> _Exercise directions_: Copy out the stretch of lines from the one containing "Where can the snow-covered roof" through the one containing "<point>41,151</point>", character for character and with nothing else.

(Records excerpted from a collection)

· · ·

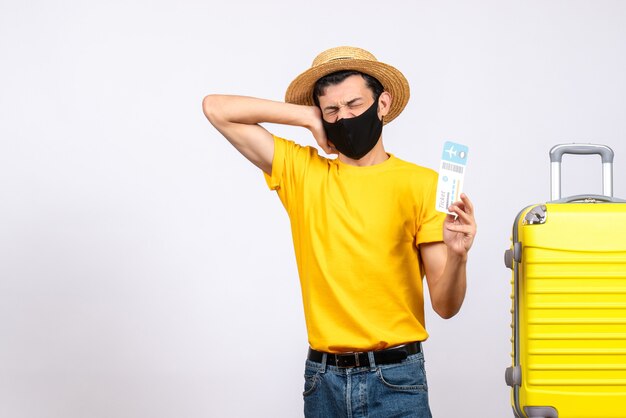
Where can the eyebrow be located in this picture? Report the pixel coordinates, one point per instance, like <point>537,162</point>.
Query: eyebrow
<point>348,103</point>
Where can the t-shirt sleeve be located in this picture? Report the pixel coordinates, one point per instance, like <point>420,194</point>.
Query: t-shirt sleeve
<point>430,228</point>
<point>289,166</point>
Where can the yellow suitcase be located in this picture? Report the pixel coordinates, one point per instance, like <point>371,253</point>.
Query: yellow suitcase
<point>568,258</point>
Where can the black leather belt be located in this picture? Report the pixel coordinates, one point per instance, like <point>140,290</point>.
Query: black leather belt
<point>361,359</point>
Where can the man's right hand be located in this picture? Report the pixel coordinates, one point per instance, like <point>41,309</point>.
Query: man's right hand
<point>317,129</point>
<point>238,119</point>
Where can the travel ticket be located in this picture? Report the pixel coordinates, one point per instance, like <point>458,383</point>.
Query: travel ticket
<point>451,174</point>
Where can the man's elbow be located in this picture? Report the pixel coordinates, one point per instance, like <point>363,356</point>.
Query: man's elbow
<point>446,312</point>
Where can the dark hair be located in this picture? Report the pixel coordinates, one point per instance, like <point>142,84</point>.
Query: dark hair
<point>337,77</point>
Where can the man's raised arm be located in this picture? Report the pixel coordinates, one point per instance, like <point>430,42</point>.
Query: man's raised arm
<point>238,118</point>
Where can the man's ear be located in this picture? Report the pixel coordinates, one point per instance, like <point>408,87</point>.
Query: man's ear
<point>384,104</point>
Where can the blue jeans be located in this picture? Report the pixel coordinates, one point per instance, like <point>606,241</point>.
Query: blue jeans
<point>377,391</point>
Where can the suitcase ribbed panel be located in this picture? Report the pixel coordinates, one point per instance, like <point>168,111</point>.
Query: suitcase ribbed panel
<point>572,315</point>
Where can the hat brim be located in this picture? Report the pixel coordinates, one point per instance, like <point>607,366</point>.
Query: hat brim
<point>300,91</point>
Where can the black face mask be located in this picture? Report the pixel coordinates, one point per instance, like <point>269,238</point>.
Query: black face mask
<point>355,137</point>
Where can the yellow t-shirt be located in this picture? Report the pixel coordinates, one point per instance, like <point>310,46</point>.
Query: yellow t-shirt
<point>355,233</point>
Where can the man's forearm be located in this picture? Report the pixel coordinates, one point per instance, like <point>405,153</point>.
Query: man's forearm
<point>449,290</point>
<point>221,109</point>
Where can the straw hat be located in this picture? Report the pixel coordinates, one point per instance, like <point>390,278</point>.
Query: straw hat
<point>300,91</point>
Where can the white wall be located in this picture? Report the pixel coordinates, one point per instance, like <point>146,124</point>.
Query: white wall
<point>145,270</point>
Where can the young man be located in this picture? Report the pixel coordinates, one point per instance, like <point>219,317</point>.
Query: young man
<point>364,228</point>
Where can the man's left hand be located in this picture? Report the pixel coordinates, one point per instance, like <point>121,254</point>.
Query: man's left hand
<point>459,231</point>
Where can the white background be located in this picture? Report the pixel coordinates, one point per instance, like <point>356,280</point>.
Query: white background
<point>145,269</point>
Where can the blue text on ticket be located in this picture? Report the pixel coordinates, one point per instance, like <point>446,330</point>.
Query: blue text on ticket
<point>451,175</point>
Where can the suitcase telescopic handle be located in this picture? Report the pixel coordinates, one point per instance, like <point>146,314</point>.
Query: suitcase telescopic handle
<point>556,156</point>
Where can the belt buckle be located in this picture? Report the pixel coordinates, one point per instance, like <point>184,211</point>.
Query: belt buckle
<point>340,356</point>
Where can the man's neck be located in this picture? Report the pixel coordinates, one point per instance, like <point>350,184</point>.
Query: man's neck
<point>376,156</point>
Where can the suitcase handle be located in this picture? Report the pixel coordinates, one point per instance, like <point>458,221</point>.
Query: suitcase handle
<point>556,156</point>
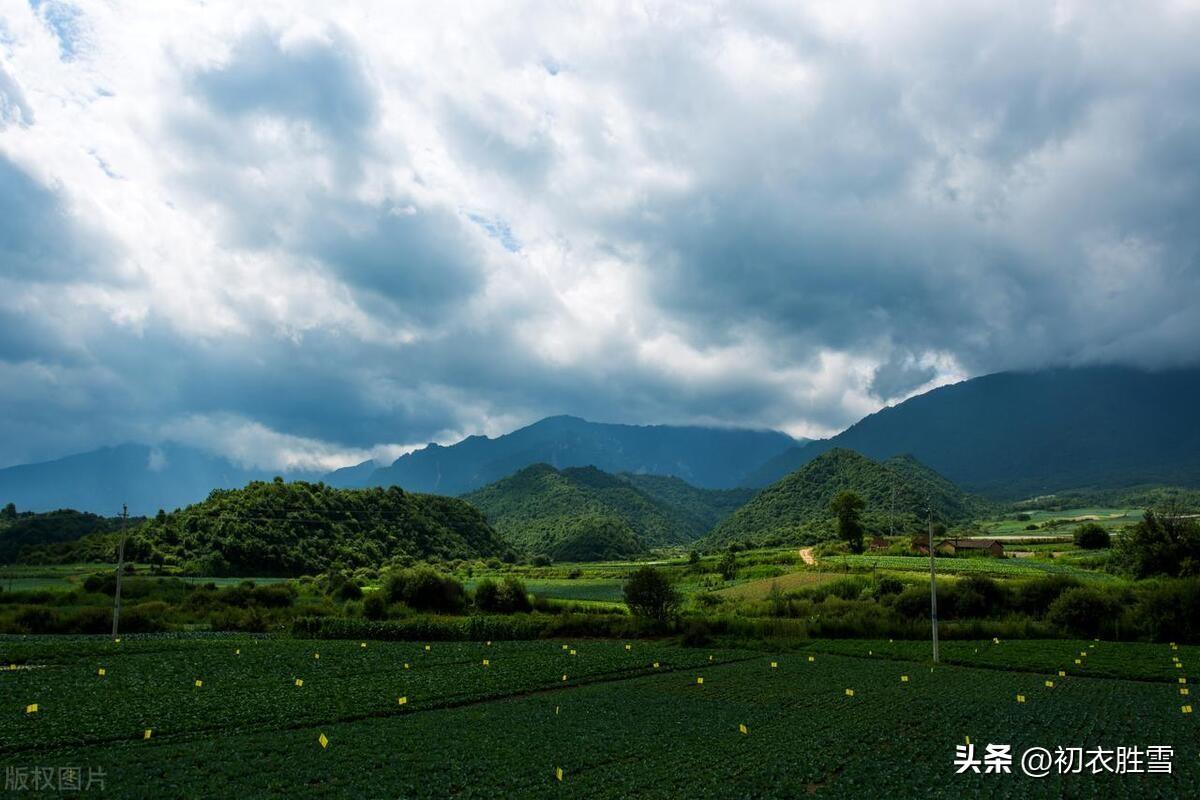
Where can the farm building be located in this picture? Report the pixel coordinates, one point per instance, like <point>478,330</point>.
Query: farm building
<point>953,546</point>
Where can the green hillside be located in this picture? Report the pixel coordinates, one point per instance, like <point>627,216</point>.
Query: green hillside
<point>538,507</point>
<point>291,529</point>
<point>797,507</point>
<point>706,506</point>
<point>19,531</point>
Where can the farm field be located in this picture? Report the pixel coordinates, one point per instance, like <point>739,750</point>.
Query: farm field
<point>1109,518</point>
<point>790,582</point>
<point>616,728</point>
<point>993,566</point>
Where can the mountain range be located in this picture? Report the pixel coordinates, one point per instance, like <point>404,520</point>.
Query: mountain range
<point>898,492</point>
<point>705,457</point>
<point>1007,435</point>
<point>585,513</point>
<point>1015,434</point>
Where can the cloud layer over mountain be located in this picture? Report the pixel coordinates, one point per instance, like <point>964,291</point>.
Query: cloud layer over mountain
<point>342,229</point>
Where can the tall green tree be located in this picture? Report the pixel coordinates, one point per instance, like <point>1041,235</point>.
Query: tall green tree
<point>847,507</point>
<point>649,594</point>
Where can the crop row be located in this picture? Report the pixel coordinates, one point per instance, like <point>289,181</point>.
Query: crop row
<point>665,734</point>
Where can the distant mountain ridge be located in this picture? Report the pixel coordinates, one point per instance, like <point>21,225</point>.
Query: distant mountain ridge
<point>796,509</point>
<point>143,476</point>
<point>703,457</point>
<point>545,511</point>
<point>1017,434</point>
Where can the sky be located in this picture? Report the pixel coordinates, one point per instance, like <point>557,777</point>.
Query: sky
<point>306,234</point>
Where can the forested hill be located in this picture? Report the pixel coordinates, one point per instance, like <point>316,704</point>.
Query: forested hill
<point>23,530</point>
<point>797,507</point>
<point>289,529</point>
<point>705,457</point>
<point>706,506</point>
<point>1013,435</point>
<point>538,507</point>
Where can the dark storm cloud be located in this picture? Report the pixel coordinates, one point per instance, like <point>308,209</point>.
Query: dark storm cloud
<point>951,190</point>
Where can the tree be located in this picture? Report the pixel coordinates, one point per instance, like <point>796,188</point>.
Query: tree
<point>846,506</point>
<point>649,594</point>
<point>1091,536</point>
<point>729,564</point>
<point>1162,543</point>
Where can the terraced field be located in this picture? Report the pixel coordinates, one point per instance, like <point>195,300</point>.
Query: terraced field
<point>617,727</point>
<point>1002,567</point>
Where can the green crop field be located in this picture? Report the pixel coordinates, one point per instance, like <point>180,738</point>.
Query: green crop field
<point>1110,518</point>
<point>977,565</point>
<point>617,727</point>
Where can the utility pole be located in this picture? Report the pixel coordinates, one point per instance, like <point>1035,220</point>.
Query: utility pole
<point>933,581</point>
<point>120,569</point>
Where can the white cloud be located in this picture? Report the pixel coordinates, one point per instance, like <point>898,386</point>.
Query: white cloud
<point>333,226</point>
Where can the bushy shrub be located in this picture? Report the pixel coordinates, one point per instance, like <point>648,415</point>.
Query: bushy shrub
<point>1083,611</point>
<point>1033,597</point>
<point>425,590</point>
<point>505,597</point>
<point>375,606</point>
<point>1091,536</point>
<point>649,594</point>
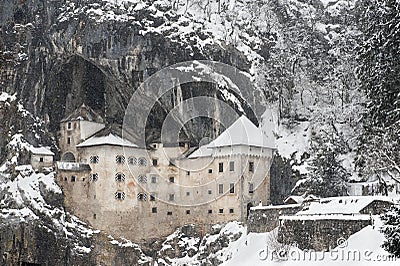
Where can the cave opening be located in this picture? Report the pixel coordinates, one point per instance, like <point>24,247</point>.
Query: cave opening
<point>77,81</point>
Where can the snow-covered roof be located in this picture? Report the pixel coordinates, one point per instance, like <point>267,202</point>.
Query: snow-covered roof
<point>341,205</point>
<point>109,139</point>
<point>297,199</point>
<point>241,132</point>
<point>41,151</point>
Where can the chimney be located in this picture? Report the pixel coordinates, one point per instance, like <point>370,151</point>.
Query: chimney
<point>83,111</point>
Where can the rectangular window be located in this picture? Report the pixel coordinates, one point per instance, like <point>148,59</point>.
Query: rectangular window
<point>120,159</point>
<point>221,188</point>
<point>231,188</point>
<point>232,166</point>
<point>94,159</point>
<point>171,197</point>
<point>251,167</point>
<point>220,167</point>
<point>251,188</point>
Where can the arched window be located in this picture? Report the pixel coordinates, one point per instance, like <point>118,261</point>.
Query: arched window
<point>119,177</point>
<point>68,157</point>
<point>132,160</point>
<point>120,159</point>
<point>142,196</point>
<point>94,159</point>
<point>119,195</point>
<point>142,161</point>
<point>142,179</point>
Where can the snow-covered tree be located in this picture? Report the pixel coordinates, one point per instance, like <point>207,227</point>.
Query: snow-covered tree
<point>379,79</point>
<point>391,229</point>
<point>327,176</point>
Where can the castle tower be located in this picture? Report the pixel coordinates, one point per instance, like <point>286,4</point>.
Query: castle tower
<point>75,128</point>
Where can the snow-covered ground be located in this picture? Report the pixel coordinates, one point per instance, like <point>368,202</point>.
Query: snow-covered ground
<point>362,248</point>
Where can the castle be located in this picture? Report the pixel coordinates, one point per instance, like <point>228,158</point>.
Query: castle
<point>141,193</point>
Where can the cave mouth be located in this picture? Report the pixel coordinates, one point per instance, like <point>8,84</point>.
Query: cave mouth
<point>77,81</point>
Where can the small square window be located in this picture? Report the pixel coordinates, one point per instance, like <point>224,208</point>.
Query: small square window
<point>171,197</point>
<point>220,167</point>
<point>251,167</point>
<point>251,188</point>
<point>231,188</point>
<point>132,160</point>
<point>120,159</point>
<point>94,159</point>
<point>232,166</point>
<point>221,188</point>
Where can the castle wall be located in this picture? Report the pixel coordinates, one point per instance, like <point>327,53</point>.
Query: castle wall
<point>320,234</point>
<point>196,195</point>
<point>47,161</point>
<point>266,218</point>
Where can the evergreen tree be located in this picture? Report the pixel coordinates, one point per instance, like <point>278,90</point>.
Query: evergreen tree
<point>327,176</point>
<point>379,61</point>
<point>391,229</point>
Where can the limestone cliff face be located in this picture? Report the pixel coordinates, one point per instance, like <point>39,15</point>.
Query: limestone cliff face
<point>63,53</point>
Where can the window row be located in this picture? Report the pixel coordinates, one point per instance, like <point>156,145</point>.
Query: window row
<point>231,167</point>
<point>220,211</point>
<point>120,195</point>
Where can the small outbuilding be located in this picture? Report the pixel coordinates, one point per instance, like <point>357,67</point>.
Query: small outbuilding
<point>41,157</point>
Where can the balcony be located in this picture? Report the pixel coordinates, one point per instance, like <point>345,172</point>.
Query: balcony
<point>75,167</point>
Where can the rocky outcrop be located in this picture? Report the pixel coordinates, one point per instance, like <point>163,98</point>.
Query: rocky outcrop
<point>68,52</point>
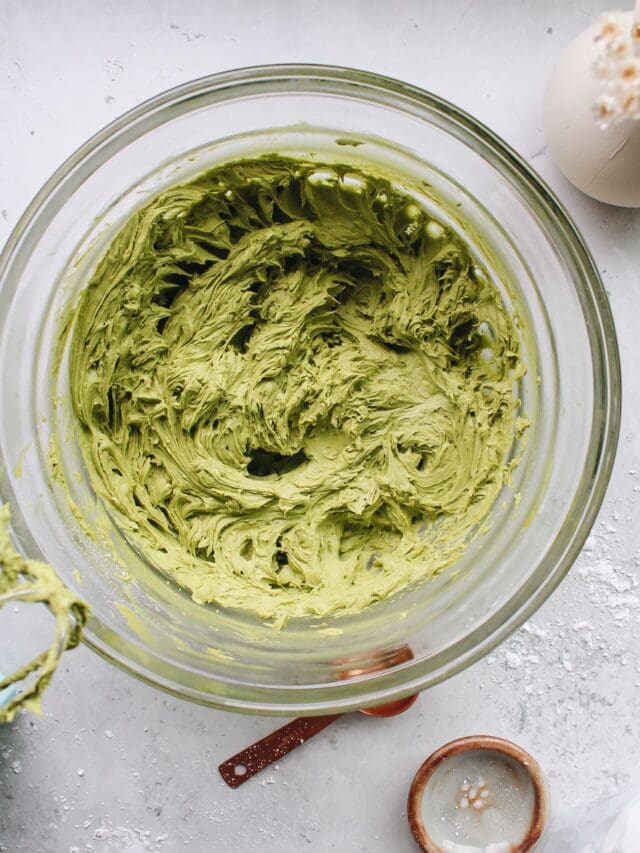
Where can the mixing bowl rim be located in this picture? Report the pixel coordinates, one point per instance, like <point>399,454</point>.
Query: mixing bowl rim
<point>418,674</point>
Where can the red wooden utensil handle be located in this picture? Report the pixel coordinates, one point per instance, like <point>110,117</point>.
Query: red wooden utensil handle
<point>273,747</point>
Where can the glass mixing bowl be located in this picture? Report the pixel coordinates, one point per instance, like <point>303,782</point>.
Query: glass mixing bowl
<point>571,392</point>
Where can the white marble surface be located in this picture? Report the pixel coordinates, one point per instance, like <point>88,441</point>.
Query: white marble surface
<point>114,765</point>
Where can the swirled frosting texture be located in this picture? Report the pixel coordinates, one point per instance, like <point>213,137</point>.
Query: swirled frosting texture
<point>295,389</point>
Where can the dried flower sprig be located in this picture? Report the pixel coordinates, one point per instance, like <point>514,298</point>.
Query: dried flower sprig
<point>617,66</point>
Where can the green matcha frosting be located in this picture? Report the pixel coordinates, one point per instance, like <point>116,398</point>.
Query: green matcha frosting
<point>295,389</point>
<point>27,580</point>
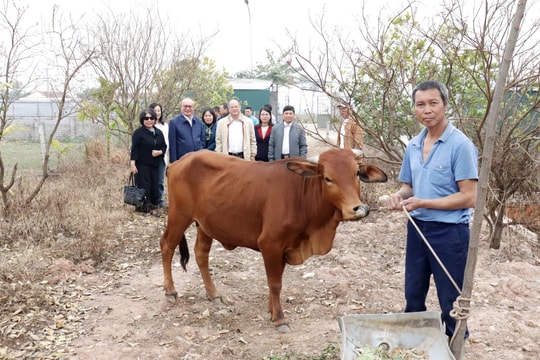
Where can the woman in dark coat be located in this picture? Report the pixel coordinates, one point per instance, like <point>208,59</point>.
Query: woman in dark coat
<point>262,133</point>
<point>147,150</point>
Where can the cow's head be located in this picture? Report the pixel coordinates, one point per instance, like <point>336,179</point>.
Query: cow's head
<point>341,171</point>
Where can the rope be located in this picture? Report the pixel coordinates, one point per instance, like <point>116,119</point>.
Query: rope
<point>461,307</point>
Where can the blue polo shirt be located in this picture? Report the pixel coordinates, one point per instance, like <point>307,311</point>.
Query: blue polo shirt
<point>452,158</point>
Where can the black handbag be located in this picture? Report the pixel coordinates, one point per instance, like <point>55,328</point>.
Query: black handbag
<point>132,194</point>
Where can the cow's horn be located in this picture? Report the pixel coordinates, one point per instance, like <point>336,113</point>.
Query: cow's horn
<point>357,152</point>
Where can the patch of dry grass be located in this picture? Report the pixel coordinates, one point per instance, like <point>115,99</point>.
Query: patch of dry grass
<point>78,220</point>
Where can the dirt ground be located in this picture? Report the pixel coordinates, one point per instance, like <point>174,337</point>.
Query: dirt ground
<point>128,317</point>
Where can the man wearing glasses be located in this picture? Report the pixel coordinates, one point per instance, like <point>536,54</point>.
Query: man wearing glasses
<point>186,132</point>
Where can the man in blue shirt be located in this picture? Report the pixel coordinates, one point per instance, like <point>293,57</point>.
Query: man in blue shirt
<point>186,132</point>
<point>439,177</point>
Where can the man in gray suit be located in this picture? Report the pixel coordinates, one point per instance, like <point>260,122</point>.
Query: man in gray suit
<point>288,138</point>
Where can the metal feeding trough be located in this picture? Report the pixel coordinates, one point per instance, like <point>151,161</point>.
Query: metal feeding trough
<point>417,335</point>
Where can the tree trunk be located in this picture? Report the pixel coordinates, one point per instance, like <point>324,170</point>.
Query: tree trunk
<point>457,342</point>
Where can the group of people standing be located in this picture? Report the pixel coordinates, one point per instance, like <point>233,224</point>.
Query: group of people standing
<point>156,143</point>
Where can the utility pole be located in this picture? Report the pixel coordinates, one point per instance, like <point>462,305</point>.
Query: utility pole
<point>250,38</point>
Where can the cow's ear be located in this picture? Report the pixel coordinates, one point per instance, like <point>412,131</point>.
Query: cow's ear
<point>371,173</point>
<point>304,169</point>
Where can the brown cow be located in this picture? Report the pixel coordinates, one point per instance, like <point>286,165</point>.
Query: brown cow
<point>288,210</point>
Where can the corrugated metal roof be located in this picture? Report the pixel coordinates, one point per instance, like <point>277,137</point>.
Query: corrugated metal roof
<point>250,84</point>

· · ·

> _Complete answer_:
Where can the snow-covered roof be located in this picture? Report the pixel coordinates, one point per instance, like <point>267,202</point>.
Query: snow-covered roof
<point>341,205</point>
<point>109,139</point>
<point>297,199</point>
<point>241,132</point>
<point>41,151</point>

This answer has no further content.